====== The data ======

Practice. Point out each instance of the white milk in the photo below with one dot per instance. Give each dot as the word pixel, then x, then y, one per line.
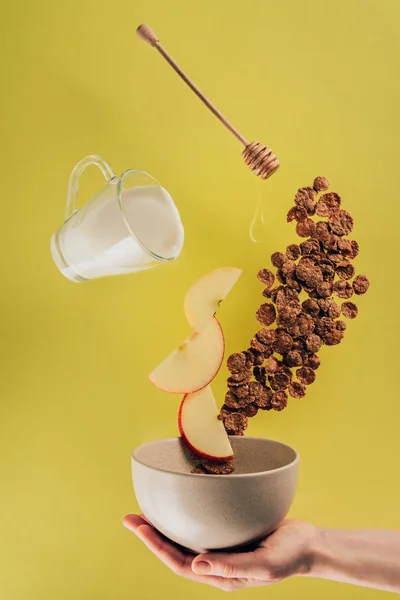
pixel 97 242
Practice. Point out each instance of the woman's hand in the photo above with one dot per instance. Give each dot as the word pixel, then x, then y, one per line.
pixel 286 552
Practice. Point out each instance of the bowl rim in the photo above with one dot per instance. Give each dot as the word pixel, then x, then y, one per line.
pixel 292 464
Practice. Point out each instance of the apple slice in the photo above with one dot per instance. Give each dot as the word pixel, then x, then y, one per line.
pixel 194 364
pixel 201 430
pixel 204 296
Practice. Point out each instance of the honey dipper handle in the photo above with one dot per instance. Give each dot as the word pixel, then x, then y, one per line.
pixel 147 34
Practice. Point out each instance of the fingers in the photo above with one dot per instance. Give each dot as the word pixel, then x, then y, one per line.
pixel 226 568
pixel 249 565
pixel 175 559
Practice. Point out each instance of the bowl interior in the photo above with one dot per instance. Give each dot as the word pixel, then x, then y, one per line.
pixel 252 455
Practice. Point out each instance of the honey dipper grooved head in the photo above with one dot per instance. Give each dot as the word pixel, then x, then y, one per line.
pixel 146 33
pixel 260 159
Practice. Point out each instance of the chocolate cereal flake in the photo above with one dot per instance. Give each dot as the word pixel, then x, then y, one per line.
pixel 313 342
pixel 297 390
pixel 279 381
pixel 312 361
pixel 306 375
pixel 266 277
pixel 266 314
pixel 277 259
pixel 293 252
pixel 251 410
pixel 305 198
pixel 241 391
pixel 328 204
pixel 343 289
pixel 293 359
pixel 279 400
pixel 341 222
pixel 340 325
pixel 235 423
pixel 311 307
pixel 271 365
pixel 322 232
pixel 360 284
pixel 260 374
pixel 349 310
pixel 296 213
pixel 324 289
pixel 231 401
pixel 331 338
pixel 345 270
pixel 305 228
pixel 266 336
pixel 241 377
pixel 283 343
pixel 236 362
pixel 321 184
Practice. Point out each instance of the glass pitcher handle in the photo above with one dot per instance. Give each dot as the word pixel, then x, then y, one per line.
pixel 73 184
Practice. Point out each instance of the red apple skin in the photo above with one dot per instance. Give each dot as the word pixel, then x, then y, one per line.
pixel 208 382
pixel 189 445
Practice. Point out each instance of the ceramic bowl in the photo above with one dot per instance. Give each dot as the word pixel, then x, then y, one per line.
pixel 215 512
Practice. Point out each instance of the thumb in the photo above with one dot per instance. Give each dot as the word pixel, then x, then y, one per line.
pixel 252 565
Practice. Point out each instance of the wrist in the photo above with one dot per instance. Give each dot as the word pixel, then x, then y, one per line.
pixel 315 553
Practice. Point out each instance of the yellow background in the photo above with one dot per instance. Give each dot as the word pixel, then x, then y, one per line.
pixel 318 82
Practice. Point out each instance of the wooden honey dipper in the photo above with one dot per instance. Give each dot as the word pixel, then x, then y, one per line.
pixel 257 156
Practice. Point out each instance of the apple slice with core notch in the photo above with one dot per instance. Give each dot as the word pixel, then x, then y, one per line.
pixel 204 296
pixel 201 430
pixel 193 364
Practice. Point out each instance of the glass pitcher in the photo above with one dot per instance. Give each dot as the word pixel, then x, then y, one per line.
pixel 130 225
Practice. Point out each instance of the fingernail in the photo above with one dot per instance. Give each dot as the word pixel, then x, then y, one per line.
pixel 203 567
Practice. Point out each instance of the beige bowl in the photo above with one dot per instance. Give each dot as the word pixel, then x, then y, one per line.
pixel 215 512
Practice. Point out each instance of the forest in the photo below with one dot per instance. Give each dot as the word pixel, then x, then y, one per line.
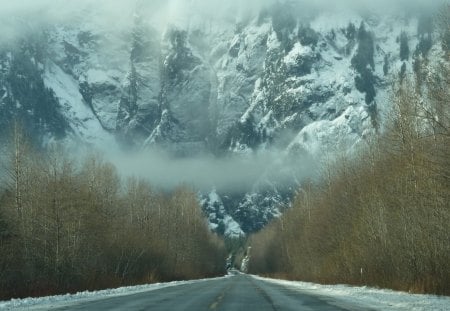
pixel 68 225
pixel 379 216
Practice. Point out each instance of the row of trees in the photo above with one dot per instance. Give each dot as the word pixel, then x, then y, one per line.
pixel 67 226
pixel 380 217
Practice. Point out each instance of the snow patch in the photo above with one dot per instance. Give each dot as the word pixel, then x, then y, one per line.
pixel 378 299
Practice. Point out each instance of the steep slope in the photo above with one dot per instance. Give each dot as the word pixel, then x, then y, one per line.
pixel 295 85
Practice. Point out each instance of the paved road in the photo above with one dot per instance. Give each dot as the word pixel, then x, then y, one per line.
pixel 239 292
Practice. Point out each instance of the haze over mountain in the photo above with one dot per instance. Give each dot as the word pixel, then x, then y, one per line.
pixel 241 100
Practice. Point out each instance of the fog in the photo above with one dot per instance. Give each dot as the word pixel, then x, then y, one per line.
pixel 18 16
pixel 236 173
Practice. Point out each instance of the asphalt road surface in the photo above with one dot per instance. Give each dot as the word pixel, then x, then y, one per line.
pixel 239 292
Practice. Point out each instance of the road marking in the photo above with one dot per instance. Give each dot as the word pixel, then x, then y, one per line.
pixel 216 303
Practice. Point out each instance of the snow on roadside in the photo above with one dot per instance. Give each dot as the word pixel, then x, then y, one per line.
pixel 43 303
pixel 378 299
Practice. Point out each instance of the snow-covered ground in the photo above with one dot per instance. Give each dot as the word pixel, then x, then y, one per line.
pixel 378 299
pixel 44 303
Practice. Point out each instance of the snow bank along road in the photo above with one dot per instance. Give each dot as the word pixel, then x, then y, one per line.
pixel 238 292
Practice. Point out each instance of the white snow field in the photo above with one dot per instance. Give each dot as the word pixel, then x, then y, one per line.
pixel 44 303
pixel 373 298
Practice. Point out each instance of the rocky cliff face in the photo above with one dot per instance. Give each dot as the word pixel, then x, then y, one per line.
pixel 297 84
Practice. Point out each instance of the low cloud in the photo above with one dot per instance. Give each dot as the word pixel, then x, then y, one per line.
pixel 233 174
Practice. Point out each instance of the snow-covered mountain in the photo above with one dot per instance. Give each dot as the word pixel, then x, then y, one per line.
pixel 278 81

======

§ **Instructions to follow**
Each line of the data must be restated exactly, and the pictures must be left out.

§ **Answer**
Practice. Point out each instance of the white milk in the photo below with one dot per instance. Give each dot as the word pixel, then x, then y, one per line.
pixel 97 242
Practice. Point out each instance of the woman's hand in the photo above with one dot per instance. Give each dot as the word pixel, then x, then y, one per line.
pixel 286 552
Practice. Point out each instance of the bowl rim in the photo above with one dot per instance. Give each dot as the word pixel, then x, then y, one per line.
pixel 292 464
Practice. Point out each instance of the apple slice in the photo above with one dot per instance. Give each dot as the word pixel, then x, then y, one per line.
pixel 194 364
pixel 201 430
pixel 204 296
Practice. Point out each instance of the honey dipper handle in the photo above with one dot per instance. Give each dot as the word pixel, then x, then y, one per line.
pixel 147 34
Practice. Point out each instance of the fingers in the photo above with one dot per instance. Give each dot as the word pixel, then x, then y, one per line.
pixel 226 568
pixel 249 565
pixel 175 559
Practice. Point out each instance of the bowl interior in the photo above with one dot per instance. Give each dot as the word pixel, then x, then y, one per line.
pixel 252 455
Practice. Point out each instance of the honey dipper grooved head in the photo above with one dot per instance. Give each dot as the word pixel, then x, then y, one per line.
pixel 146 33
pixel 260 159
Practice. Point out each instance of the chocolate cereal flake in the photo above with one dot per instance. Give each dot as the word pixel, then x, then y, one per line.
pixel 313 342
pixel 297 390
pixel 279 381
pixel 312 361
pixel 306 375
pixel 266 277
pixel 266 314
pixel 277 259
pixel 293 252
pixel 251 410
pixel 305 198
pixel 241 391
pixel 328 204
pixel 343 289
pixel 293 359
pixel 279 400
pixel 341 222
pixel 340 325
pixel 235 423
pixel 311 307
pixel 271 365
pixel 322 232
pixel 360 284
pixel 260 374
pixel 349 310
pixel 296 213
pixel 324 289
pixel 231 401
pixel 331 338
pixel 345 270
pixel 305 228
pixel 266 336
pixel 241 377
pixel 283 343
pixel 236 362
pixel 321 184
Practice. Point out each instance of the glass pitcher handle in the photo above with one dot per instance. Give each dot as the word pixel, then x, then y, one per line.
pixel 73 184
Practice. Point out each instance of the red apple skin in the photo above with one dot per instance. Give each dot as the word pixel, then x, then y, one per line.
pixel 208 382
pixel 189 445
Practice. Point out each instance of the ceramic bowl in the photo above with one dot per instance. Give each dot as the word pixel, then x, then y, one per line.
pixel 215 512
Practice. Point out each instance of the thumb in the photo above with one dot per instance. Give each dot as the word pixel, then x, then y, one per line.
pixel 252 565
Practice. Point out each instance of the wrist in the photo above with one dot per instance. Give each dot as the word pixel, then x, then y, one per line.
pixel 315 553
Practice. Point out each instance of the yellow background in the photo above with one dot per instance. Give each dot as the word pixel, then x, then y, one per line.
pixel 318 82
Practice. Point out each instance of the wooden honey dipper in the photo above with one dot per instance. Give each dot as the word pixel, then x, then y, one per line.
pixel 257 156
Practice. Point out each instance of the apple slice with core notch in the photo above with one dot per instance. Give each dot as the word pixel, then x, then y, one per line.
pixel 204 296
pixel 201 430
pixel 193 364
Practice. Point out each instance of the glass pitcher in the photo above with one dot per instance. Give each dot as the word pixel, then x, then y, one per line.
pixel 130 225
Practice. Point out each instance of the fingernail in the photo above with one dot per instance. Give each dot as the word pixel, then x, then y, one per line.
pixel 203 567
Practice. Point out each instance of the beige bowl in the photo above with one dot per instance. Give each dot as the word pixel, then x, then y, one per line.
pixel 215 512
Practice. Point out each instance of the forest in the photo below with one dot per instance. Give each dot as the word pixel, then x, then y, one per line.
pixel 68 225
pixel 379 216
Practice. Point out each instance of the row of trees in the photo above with one dot per instance. Give each dot as the word pixel, then x, then y, one per line.
pixel 67 226
pixel 380 217
Practice. Point out each instance of the snow patch in the photo above with one dot per instance. Give each dot as the word pixel, then x, then y, one per line.
pixel 378 299
Practice. Point out each instance of the steep slope in the photo above with one dot per instance. Give each dot as the word pixel, then x, then y, one per line.
pixel 295 85
Practice. Point out each instance of the paved road in the photo above with one dot per instance. Give each dot as the word pixel, then x, then y, one per line.
pixel 239 292
Practice. Point out each instance of the haze over mountain in the photo above with one dot per instance. Give each dot as the word pixel, then x, then y, one per line.
pixel 241 100
Practice. Point out each instance of the fog in the photo above with one dot per instance. Give each dot as the word pixel, then x, then y, one per line.
pixel 18 16
pixel 236 173
Practice. Point out each instance of the asphalt road surface in the photo above with one dot per instance. Give each dot as the word pixel, then x, then y, one per line.
pixel 239 292
Practice. Point out each instance of the road marking in the photo above with one dot per instance. Give each dot as the word pixel, then x, then y, one per line.
pixel 216 303
Practice. Point out each instance of the snow on roadside in the photo above with one dot per instance. Give each dot as the word pixel, then x, then y, one per line.
pixel 43 303
pixel 378 299
Practice. Point out each instance of the snow-covered ground in the photo above with one dot per instance. Give each dot as the word pixel, then x, then y, one per line.
pixel 378 299
pixel 44 303
Practice. Point out each instance of the snow bank along road in the photo above with one dot per instance. Give each dot as the word pixel, then x, then y, one per line.
pixel 238 292
Practice. Point out each instance of the white snow field in the photo above with one dot per instance. Give each dot as the word pixel, then x, then y, one per line.
pixel 44 303
pixel 373 298
Practice. Point out each instance of the rocky cliff face in the photo above with one dot per instance. Give each dot as the word pixel, then x, then y, one per line.
pixel 297 84
Practice. Point out each instance of the low cloud in the photo above with one dot per instance. Give each dot as the word pixel, then x, then y, one per line.
pixel 233 174
Practice. Point out each instance of the snow-covered mountain in the photo above with one dot per instance. Give each dot as the word pixel, then x, then y, one per line.
pixel 278 81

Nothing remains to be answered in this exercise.